You can get a 3% dividend yield, meaning you never touch the initial investment.

You can get a residential gross rental yield above 5% that will net above 3%. Again you will never have to touch capital. You can get higher rent yields on commercial property.

Any capital appreciation or depreciation is fairly irrelevant if the assets are owned for income, rather than growth.

If you shoot purely for capital growth you might fall short of 3% SWR due to a bad sequence of returns, but if you take a reasonable portion of income focussed assets, removing some risk of selling in a market slump, I think you can design something that will allow for 3.5% SWR+.
Well, 3% of dividends is not guaranteed. Efficient market hypothesis  says that if it was, nobody would ever invest in bonds, since their yield is lower. Actually, I'm pretty sure s&p 500's yield is lower than that currently.

※ ※ ※

What you need to do:
- 1) Reproduce the passage of the withdrawal-rate discussion between "If you shoot" and "than that currently.", inclusive.
- 2) Pick up the withdrawal-rate discussion after its final sentence and extend it with new text.

Information provided:
※ ※ ※

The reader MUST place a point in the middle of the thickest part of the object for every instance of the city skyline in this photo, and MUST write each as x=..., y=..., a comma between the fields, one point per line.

※ ※ ※

Results by task:
- 1)
If you shoot purely for capital growth you might fall short of 3% SWR due to a bad sequence of returns, but if you take a reasonable portion of income focussed assets, removing some risk of selling in a market slump, I think you can design something that will allow for 3.5% SWR+.
Well, 3% of dividends is not guaranteed. Efficient market hypothesis  says that if it was, nobody would ever invest in bonds, since their yield is lower. Actually, I'm pretty sure s&p 500's yield is lower than that currently.

- 2)
But anyway, I agree that anything below 3% is probably too conservative, especially since these studies are aiming people retiring at ages like 65, and hope to consume their portfolios in 30 years. I mean, come on, just keeping your stash from being eaten by inflation/fees/taxes is not that hard. I'm not talking about growing it, just fighting inflation et al. And, well, just that, just a 0% real return lets you eat 3.33% of your portfolio every year for 30 years. And what's the point in investing 50% in stocks if you can't even enjoy a bigger SWR than with, say, 100% TIPS?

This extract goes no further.